**Page text:**
— BEGIN —
I once read there are two kinds of time, mechanical and human. You could say my story began at 8:59, the day I started that job and ended months later when I left it. But I’d tell you it began in the past with my old self, and ended in the future, with a new one.”—Iris, Clockwatchers

The easiest job I ever had was at my university library. I was a student worker, not a temp, but part-time with the understanding that once I graduated I would also graduate out of the job. The interlibrary-loan office was behind the circulation desk, and every shift I would tape yellow cardstock bands around book covers, and then tape a white paper slip over the band. I must have made thousands of tape bubbles. When the books were returned, I would unstick all the paper again, making a stack of curled yellow cardstock bands that softened with every use.

I listened to music and sat in the air-conditioning. I didn’t have to speak to customers, or fold anything, or even smile, and it paid better than retail. It was an easy job because it was low stakes, low stress, and low commitment. They just needed someone to tape and untape the bands. Nobody in that office expected me to love the work, to find passion in refilling the tape dispenser, to go above and beyond and give it my all.
— END —
**Tasks and exercises:**
**a)** Rewrite the library job essay from "I listened to" to "give it my all.", changing "retail" to "waiting tables".
**b)** Pick up the essay about the library job after its final sentence and keep writing.

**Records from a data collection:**
— BEGIN —
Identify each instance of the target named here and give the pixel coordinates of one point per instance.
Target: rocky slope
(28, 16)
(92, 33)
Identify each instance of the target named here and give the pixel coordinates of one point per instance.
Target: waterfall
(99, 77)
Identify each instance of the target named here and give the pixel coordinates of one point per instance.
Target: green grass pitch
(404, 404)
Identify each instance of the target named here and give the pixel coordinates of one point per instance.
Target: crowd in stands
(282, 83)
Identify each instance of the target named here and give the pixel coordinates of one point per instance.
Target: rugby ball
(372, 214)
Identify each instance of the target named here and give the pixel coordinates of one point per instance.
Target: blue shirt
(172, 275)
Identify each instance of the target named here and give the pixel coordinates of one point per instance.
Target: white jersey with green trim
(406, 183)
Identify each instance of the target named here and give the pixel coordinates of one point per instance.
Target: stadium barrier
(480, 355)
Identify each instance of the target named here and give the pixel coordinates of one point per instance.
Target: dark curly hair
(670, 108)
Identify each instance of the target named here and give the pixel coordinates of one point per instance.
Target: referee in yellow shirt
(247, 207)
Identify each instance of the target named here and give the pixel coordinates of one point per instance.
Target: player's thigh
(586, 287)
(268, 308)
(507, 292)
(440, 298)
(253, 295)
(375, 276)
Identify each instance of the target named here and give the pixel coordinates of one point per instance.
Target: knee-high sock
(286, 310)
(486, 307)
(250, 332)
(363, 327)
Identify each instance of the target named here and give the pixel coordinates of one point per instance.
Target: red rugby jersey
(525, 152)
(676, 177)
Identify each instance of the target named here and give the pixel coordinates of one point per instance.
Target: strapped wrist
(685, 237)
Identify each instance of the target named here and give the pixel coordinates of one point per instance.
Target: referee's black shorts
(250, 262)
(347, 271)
— END —
**Results of the tasks:**
**a)**
I listened to music and sat in the air-conditioning. I didn’t have to speak to customers, or fold anything, or even smile, and it paid better than waiting tables. It was an easy job because it was low stakes, low stress, and low commitment. They just needed someone to tape and untape the bands. Nobody in that office expected me to love the work, to find passion in refilling the tape dispenser, to go above and beyond and give it my all.

**b)**
The narrator in Kikuko Tsumura’s novel There’s No Such Thing as an Easy Job quits her job of fourteen years after developing “burnout syndrome.” Her burnout is so bad that she moves back in with her parents to recuperate. When her unemployment runs out, she tells Mrs. Masakado at the employment center that she wants an easy job, “ideally, something along the lines of sitting all day in a chair overseeing the extraction of collagen for use in skincare products.” Mrs. Masakado obliges, placing the narrator at a surveillance company where she watches footage of an author suspected of intercepting contraband. She excels and is given a bonus. An employee extolls the benefits of the staff union. They negotiate assignment swaps so no one is forced to surveil someone they can’t stand, ensuring that the work isn’t unbearable. But, the narrator declines the offer to stay on as a permanent employee.

The novel is filled with the textures of dailiness, filtered through the narrator’s contemplative and detached voice. The detachment is a defense, a “burnout syndrome” preventative. “After having to leave my old job because of burnout syndrome, I was rationally aware that it wasn’t a good idea to get too emotionally involved in what I was doing,” the narrator says. The narrator’s slow and detailed observations of her new surroundings focus her gaze away from her work and toward the moments in between tasks—breaktime. 

At the surveillance company she notices the boss’s plum tea reappearing in the kitchen every three days. She relishes the small joys of lunch: a yakisoba roll, a tofu bento box. In each new workplace, she takes stock of her surroundings, the particular rhythms and habits of her new and temporary coworkers, the way small routines create a pocket of relief from the workday, a way to soften the contours of the tasks at hand, lest she grip onto them too tightly. In the last days of her job at the bus company she says, “it was only with multiple trips to make tea, bursts of tidying the office and endless breaks that I could fill up the hours.”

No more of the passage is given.